ASSIGNMENT: Of the entries below, copy only those lines that contain the word "covered".

Stored data:
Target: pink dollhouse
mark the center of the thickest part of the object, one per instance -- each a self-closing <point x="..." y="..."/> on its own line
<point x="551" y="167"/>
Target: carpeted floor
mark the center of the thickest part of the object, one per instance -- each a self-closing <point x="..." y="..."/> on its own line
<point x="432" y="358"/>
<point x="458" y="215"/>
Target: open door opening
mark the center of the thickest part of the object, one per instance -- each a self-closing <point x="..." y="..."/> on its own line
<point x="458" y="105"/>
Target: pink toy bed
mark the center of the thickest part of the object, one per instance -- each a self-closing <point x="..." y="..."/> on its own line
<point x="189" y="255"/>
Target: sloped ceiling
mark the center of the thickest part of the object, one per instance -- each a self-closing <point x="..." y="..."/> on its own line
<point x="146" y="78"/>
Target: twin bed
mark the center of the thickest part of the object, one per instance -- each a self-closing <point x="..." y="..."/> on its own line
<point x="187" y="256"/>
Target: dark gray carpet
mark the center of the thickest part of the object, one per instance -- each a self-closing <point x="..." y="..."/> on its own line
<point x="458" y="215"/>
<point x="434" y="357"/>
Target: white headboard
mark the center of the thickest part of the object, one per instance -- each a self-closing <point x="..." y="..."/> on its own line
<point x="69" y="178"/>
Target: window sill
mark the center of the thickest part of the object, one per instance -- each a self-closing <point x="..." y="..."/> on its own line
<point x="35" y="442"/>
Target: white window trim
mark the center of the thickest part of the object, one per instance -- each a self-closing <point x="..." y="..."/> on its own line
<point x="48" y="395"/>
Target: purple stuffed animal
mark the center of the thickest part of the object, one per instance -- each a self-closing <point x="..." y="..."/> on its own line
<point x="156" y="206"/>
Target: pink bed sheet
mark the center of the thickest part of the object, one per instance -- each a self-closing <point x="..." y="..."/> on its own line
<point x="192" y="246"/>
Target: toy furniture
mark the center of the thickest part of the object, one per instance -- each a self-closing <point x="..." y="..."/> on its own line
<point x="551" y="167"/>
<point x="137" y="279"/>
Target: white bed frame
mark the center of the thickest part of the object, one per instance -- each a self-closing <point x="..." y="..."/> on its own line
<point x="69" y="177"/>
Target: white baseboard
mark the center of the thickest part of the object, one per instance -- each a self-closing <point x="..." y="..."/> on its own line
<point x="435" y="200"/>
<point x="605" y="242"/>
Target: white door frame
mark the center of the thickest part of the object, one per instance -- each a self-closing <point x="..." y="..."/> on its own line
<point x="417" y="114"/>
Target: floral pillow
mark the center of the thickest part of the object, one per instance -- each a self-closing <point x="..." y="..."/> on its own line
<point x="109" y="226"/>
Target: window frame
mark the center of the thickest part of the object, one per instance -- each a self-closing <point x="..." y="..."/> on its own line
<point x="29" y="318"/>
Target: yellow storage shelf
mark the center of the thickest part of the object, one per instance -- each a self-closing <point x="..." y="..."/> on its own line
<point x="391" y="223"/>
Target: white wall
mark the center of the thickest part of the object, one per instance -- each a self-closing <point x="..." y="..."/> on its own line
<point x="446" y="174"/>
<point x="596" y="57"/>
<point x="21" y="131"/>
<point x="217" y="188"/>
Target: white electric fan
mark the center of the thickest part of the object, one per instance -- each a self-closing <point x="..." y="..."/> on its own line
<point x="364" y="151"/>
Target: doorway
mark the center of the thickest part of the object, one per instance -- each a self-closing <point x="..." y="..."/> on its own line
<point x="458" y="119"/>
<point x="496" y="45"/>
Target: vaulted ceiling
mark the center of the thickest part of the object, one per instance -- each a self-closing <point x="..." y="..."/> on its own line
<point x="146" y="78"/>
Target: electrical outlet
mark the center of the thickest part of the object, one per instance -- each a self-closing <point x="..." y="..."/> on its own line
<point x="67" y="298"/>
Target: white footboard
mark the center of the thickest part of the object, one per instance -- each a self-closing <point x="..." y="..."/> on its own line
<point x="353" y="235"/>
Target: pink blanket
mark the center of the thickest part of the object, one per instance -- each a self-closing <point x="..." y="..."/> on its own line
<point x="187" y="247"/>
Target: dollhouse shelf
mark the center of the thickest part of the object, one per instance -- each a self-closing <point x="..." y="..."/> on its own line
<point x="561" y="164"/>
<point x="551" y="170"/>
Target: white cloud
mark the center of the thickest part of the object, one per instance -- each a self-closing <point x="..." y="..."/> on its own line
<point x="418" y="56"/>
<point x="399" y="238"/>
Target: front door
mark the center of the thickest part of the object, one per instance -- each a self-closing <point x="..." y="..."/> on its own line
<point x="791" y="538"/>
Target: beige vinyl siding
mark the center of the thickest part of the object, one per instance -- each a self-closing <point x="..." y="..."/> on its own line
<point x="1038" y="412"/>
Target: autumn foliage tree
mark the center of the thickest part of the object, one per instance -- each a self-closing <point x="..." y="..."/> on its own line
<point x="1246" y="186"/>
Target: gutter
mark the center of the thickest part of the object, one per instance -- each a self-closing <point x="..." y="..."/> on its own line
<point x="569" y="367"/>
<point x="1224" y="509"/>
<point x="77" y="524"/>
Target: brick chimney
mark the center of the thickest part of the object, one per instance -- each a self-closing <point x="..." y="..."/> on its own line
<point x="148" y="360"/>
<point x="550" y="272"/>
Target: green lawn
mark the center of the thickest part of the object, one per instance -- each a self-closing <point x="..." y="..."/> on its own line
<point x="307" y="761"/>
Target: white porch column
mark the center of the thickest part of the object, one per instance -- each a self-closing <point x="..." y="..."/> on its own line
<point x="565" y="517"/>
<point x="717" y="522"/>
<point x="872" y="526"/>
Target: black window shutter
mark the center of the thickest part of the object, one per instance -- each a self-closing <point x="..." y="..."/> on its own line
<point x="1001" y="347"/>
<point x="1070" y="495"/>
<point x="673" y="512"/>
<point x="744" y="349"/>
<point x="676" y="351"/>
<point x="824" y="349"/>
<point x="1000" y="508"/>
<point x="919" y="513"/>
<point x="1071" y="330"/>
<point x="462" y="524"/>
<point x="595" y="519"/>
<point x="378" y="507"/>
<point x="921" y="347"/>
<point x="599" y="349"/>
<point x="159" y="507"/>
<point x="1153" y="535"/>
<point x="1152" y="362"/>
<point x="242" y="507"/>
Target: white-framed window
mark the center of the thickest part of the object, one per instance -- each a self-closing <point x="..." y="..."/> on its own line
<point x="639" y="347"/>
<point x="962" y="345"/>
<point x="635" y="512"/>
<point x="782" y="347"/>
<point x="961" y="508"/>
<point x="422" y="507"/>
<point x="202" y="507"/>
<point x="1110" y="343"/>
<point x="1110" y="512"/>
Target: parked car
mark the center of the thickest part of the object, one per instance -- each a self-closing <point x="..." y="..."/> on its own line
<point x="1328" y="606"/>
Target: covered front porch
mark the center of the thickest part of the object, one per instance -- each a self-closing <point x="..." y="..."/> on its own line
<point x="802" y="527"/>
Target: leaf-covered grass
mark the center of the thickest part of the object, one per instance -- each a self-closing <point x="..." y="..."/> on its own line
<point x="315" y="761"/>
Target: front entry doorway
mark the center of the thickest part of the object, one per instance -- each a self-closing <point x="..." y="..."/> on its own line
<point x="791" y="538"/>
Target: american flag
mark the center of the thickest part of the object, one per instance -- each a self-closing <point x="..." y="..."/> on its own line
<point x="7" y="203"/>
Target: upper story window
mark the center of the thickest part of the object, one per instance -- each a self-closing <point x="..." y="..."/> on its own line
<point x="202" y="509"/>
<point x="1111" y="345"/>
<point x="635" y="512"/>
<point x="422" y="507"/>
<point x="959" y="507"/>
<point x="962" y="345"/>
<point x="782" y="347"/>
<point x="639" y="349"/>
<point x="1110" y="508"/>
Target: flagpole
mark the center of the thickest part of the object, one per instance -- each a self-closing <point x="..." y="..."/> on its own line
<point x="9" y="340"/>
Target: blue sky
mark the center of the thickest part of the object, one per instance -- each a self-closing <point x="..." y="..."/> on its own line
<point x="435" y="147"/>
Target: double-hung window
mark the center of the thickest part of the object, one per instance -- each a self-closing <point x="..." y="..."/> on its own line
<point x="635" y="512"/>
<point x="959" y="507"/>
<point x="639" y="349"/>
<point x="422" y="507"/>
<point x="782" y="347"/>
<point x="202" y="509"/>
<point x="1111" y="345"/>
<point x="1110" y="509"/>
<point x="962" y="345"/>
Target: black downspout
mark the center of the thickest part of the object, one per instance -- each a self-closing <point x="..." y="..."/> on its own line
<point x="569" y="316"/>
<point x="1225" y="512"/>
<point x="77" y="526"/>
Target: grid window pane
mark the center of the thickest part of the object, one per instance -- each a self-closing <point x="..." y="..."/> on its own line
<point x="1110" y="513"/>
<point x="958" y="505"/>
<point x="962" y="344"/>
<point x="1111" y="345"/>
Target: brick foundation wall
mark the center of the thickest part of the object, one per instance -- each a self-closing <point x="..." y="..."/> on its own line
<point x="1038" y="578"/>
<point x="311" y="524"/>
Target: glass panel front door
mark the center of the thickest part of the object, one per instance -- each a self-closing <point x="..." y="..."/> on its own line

SOLUTION TO THIS EXERCISE:
Target: covered front porch
Target: leaf-covered grass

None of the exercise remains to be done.